*Records for this task:*

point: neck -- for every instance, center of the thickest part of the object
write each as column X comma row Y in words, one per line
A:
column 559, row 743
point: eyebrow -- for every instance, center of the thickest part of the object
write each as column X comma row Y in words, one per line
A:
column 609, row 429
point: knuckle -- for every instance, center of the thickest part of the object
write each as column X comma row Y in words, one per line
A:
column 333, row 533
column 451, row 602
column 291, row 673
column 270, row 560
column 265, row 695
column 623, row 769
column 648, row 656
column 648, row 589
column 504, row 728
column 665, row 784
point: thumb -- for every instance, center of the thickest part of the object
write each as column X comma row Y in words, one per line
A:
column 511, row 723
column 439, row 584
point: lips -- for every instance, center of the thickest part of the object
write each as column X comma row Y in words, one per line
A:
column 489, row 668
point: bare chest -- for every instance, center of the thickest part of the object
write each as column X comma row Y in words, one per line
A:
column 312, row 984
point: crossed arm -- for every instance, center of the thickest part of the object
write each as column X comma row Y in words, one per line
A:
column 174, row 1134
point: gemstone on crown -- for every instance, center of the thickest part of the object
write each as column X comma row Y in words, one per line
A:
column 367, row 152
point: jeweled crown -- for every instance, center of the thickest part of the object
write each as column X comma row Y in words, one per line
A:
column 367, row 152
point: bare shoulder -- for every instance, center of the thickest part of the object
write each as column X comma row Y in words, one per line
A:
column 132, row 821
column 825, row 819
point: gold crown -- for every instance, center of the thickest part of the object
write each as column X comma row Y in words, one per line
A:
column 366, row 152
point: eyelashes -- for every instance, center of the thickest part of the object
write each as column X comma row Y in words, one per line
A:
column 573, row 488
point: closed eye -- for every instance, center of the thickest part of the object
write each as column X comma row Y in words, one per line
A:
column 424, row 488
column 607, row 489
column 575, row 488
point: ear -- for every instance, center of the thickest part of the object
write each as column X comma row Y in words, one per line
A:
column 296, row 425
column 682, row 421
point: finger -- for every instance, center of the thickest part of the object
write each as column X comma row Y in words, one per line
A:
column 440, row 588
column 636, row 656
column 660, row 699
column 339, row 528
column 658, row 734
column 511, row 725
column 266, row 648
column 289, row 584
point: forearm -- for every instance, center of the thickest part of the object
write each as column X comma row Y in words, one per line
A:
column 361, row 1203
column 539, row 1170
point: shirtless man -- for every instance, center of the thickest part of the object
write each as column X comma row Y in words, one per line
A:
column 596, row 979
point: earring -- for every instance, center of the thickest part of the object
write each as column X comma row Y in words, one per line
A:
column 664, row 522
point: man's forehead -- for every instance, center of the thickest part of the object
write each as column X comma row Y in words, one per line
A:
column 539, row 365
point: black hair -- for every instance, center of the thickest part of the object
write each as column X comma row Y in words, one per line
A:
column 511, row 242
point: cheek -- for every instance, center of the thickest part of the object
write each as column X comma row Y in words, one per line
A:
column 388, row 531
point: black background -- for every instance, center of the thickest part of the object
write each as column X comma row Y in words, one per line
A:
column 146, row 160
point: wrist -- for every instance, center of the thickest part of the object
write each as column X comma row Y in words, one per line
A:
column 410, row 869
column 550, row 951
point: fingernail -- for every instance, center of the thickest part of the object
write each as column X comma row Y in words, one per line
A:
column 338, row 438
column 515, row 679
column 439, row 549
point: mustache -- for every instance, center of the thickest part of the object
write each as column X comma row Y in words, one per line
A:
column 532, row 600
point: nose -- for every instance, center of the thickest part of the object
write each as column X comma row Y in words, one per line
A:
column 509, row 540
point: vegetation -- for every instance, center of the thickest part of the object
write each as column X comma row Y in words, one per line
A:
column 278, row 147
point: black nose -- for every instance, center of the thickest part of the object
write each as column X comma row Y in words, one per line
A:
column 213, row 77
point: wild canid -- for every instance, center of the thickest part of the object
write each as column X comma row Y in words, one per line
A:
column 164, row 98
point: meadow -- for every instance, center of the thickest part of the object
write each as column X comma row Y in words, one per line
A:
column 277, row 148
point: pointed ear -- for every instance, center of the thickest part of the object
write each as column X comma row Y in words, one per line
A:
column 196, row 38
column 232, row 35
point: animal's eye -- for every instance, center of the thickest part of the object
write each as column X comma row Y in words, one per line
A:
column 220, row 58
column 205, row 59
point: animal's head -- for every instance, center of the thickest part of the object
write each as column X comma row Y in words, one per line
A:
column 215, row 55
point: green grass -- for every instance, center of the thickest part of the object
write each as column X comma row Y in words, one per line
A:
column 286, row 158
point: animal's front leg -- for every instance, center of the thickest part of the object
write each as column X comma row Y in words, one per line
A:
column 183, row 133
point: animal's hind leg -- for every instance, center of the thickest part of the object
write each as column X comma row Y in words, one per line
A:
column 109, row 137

*Task statement:* Could you retype all of the material above, word for word?

*Reply:*
point: neck -- for every instance, center of the thickest part of the object
write each as column X comma row Y in words, one per line
A:
column 559, row 743
point: eyebrow -- for every instance, center of the thickest part of the object
write each as column X comma row Y in words, one per line
A:
column 609, row 429
point: knuckle -- for every instance, center of the thickest part of the object
write each as column X comma row Y in words, one per line
A:
column 333, row 533
column 451, row 602
column 291, row 673
column 270, row 560
column 265, row 695
column 623, row 769
column 648, row 656
column 648, row 589
column 504, row 728
column 665, row 784
point: thumb -- for every instance, center of the thickest part of the object
write each as column X comma row Y in words, one per line
A:
column 511, row 723
column 439, row 584
point: lips -- for every instance, center of the thickest part of the object
write each as column X comma row Y in words, one per line
A:
column 489, row 668
point: bare chest -- for every instance, center of the thickest part of the object
write each as column X comma row Y in words, one per line
A:
column 312, row 984
point: crossed arm -- for every instance, center of the thickest part of the object
write each as column X comma row Y in words, one per line
A:
column 174, row 1134
point: gemstone on crown -- for every instance, center of the thickest part of the object
write each as column X comma row Y in words, one per line
A:
column 367, row 152
point: jeweled crown -- for every instance, center of the thickest part of the object
write each as column X comma row Y in words, one per line
A:
column 367, row 152
point: bare shoulder -- for every instance, center of the thickest part of the object
write each as column X comma row Y in words, one per line
A:
column 132, row 821
column 825, row 819
point: gold crown -- for every instance, center of the thickest part of the object
write each as column X comma row Y in words, one per line
A:
column 366, row 152
point: eyelashes -- for every instance, center of the thickest part of the object
write each as column X comma row Y in words, one per line
A:
column 573, row 488
point: closed eye -- for every instance, center of the thickest part of the object
write each as column X comma row Y in words, one per line
A:
column 424, row 488
column 607, row 489
column 575, row 488
point: ear -- for every instance, center of the thickest part of the object
write each as column X comma row Y in words, one per line
A:
column 296, row 425
column 682, row 421
point: finger -- for every instance, center of the thickest part of the object
write each as column X comma row Y in words, one per line
A:
column 440, row 588
column 636, row 656
column 660, row 699
column 339, row 528
column 658, row 734
column 511, row 725
column 266, row 648
column 289, row 584
point: forearm -- for every instance, center of the thickest part of the object
write each as column X comma row Y in words, one per line
A:
column 361, row 1203
column 539, row 1170
point: shirtless man -- for every instance, center of the thickest part of the object
write each as column X comma row Y in words, one per line
A:
column 596, row 979
point: earring -- for every instance, center of the thickest part of the object
write each as column X comma row Y in words, one per line
A:
column 664, row 522
point: man's forehead -- for every instance, center of the thickest part of the object
write each as column X comma row Y in words, one per line
A:
column 539, row 365
point: black hair -- for every instance, center of the thickest part of the object
write each as column X comma row Y in words, one per line
A:
column 511, row 242
point: cheek -- for every instance, center of the thickest part of the object
write each as column X comma row Y in words, one per line
A:
column 388, row 531
point: black background -- for every instance, center of the thickest part of the object
write each as column X comma row Y in words, one per line
A:
column 146, row 160
point: wrist -- for every instance, center of the thickest part of the object
write each as column X comma row Y in words, one per line
A:
column 410, row 869
column 550, row 951
point: fingernail -- for every instance, center of the thickest part of the object
write each as column X comma row Y in words, one per line
A:
column 338, row 438
column 515, row 679
column 439, row 549
point: mustache -- for every instance, center of the thickest part of the object
write each as column X comma row Y in words, one per line
A:
column 532, row 600
point: nose -- for every instance, center of the thickest part of the object
write each as column X comma row Y in words, one per line
A:
column 509, row 540
point: vegetation -- for every instance, center of the thickest part of the object
write each as column X comma row Y in words, one per line
A:
column 278, row 147
point: black nose -- for every instance, center of the thickest part of the object
write each as column X comma row Y in words, one per line
A:
column 213, row 77
point: wild canid -- for every instance, center of the thickest part of the object
write each as column X comma row Y in words, one per line
A:
column 164, row 98
point: meadow -- for every instance, center of the thickest part of the object
write each as column X comma row Y in words, one per line
A:
column 277, row 148
point: pointed ear -- for every instance, center of the thickest part of the object
write each as column X comma row Y in words, one per line
A:
column 196, row 38
column 232, row 35
point: animal's eye -- for every instance, center of the thickest part of the object
write each as column X comma row Y in words, one per line
A:
column 220, row 58
column 205, row 59
point: animal's head -- for every instance, center of the thickest part of the object
write each as column X comma row Y in words, one per line
A:
column 215, row 55
point: green grass -- for every instance, center of the thickest part of the object
write each as column X comma row Y in words, one per line
A:
column 286, row 158
point: animal's front leg -- for every instance, center of the thickest part of the object
write each as column X comma row Y in words, one per line
A:
column 183, row 133
point: animal's hind leg -- for every instance, center of the thickest part of the object
write each as column X comma row Y in words, one per line
A:
column 109, row 137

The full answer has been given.